(What is expected): Convert every line of the records below into a JSON list of strings, with one string per line and blank lines omitted.

━━ Input records

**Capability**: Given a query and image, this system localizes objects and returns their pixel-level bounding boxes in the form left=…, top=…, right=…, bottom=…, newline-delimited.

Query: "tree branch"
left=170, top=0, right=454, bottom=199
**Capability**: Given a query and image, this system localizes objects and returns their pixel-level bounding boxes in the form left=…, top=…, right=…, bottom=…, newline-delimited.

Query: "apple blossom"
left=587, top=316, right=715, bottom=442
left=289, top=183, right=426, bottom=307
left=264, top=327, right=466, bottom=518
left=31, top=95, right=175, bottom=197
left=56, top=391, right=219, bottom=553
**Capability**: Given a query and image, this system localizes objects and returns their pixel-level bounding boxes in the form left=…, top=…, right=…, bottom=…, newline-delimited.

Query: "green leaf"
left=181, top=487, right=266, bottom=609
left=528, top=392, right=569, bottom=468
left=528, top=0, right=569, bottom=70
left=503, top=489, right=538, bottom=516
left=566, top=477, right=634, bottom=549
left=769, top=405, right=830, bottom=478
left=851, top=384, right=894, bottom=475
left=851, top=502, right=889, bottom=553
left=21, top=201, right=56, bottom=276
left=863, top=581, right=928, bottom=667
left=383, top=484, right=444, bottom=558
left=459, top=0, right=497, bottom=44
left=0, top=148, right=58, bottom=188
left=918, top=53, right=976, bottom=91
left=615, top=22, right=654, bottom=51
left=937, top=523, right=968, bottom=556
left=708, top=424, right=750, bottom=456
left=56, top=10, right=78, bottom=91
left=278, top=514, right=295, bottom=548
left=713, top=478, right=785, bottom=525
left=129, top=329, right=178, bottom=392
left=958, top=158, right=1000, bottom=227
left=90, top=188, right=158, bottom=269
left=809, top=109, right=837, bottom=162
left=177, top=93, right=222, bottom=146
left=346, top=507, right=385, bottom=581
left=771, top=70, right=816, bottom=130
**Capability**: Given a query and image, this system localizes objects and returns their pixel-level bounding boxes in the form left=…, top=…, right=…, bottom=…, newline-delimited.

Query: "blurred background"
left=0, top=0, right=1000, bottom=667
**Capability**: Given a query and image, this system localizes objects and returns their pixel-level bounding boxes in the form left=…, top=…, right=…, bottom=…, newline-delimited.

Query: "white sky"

━━━━

(Final result):
[
  "**Capability**: Given a query and image, this system localizes objects and returns their pixel-level bounding boxes in the form left=…, top=…, right=…, bottom=…, newline-delimited.",
  "Query: \"tree branch\"",
  "left=170, top=0, right=454, bottom=199",
  "**Capability**: Given a query and image, this system localizes objects and returns their pixel-level bounding boxes in the form left=…, top=…, right=…, bottom=…, newline-delimited.",
  "Query: \"apple blossom\"",
  "left=587, top=316, right=715, bottom=442",
  "left=289, top=183, right=426, bottom=307",
  "left=264, top=327, right=466, bottom=518",
  "left=31, top=95, right=175, bottom=197",
  "left=56, top=391, right=219, bottom=553",
  "**Capability**: Given a query and image, this system localizes objects and returns their pixel-level bounding boxes in the form left=…, top=…, right=…, bottom=…, newline-delimited.",
  "Query: \"green leaf\"",
  "left=181, top=487, right=266, bottom=609",
  "left=528, top=392, right=569, bottom=468",
  "left=528, top=0, right=569, bottom=70",
  "left=503, top=489, right=538, bottom=516",
  "left=566, top=477, right=634, bottom=549",
  "left=769, top=405, right=830, bottom=478",
  "left=851, top=384, right=894, bottom=475",
  "left=851, top=502, right=889, bottom=553",
  "left=21, top=201, right=56, bottom=276",
  "left=863, top=581, right=928, bottom=667",
  "left=383, top=484, right=444, bottom=558",
  "left=459, top=0, right=497, bottom=44",
  "left=0, top=148, right=58, bottom=188",
  "left=918, top=53, right=976, bottom=91",
  "left=615, top=22, right=654, bottom=51",
  "left=937, top=523, right=968, bottom=556",
  "left=708, top=424, right=750, bottom=456",
  "left=56, top=10, right=78, bottom=91",
  "left=278, top=514, right=295, bottom=548",
  "left=713, top=478, right=785, bottom=525",
  "left=129, top=329, right=178, bottom=392",
  "left=958, top=158, right=1000, bottom=227",
  "left=90, top=188, right=158, bottom=269",
  "left=809, top=109, right=837, bottom=162",
  "left=177, top=93, right=222, bottom=146",
  "left=346, top=507, right=385, bottom=581",
  "left=771, top=70, right=816, bottom=130",
  "**Capability**: Given a query and image, this system localizes objects and returns their pixel-level bounding boxes in the form left=…, top=…, right=…, bottom=…, newline-delimited.",
  "Query: \"blurred background\"",
  "left=0, top=0, right=1000, bottom=667",
  "**Capability**: Given a query and image, this system localizes objects and returns their pixel-level bounding boxes in the form left=…, top=…, right=…, bottom=…, newline-delimited.",
  "Query: \"white sky\""
]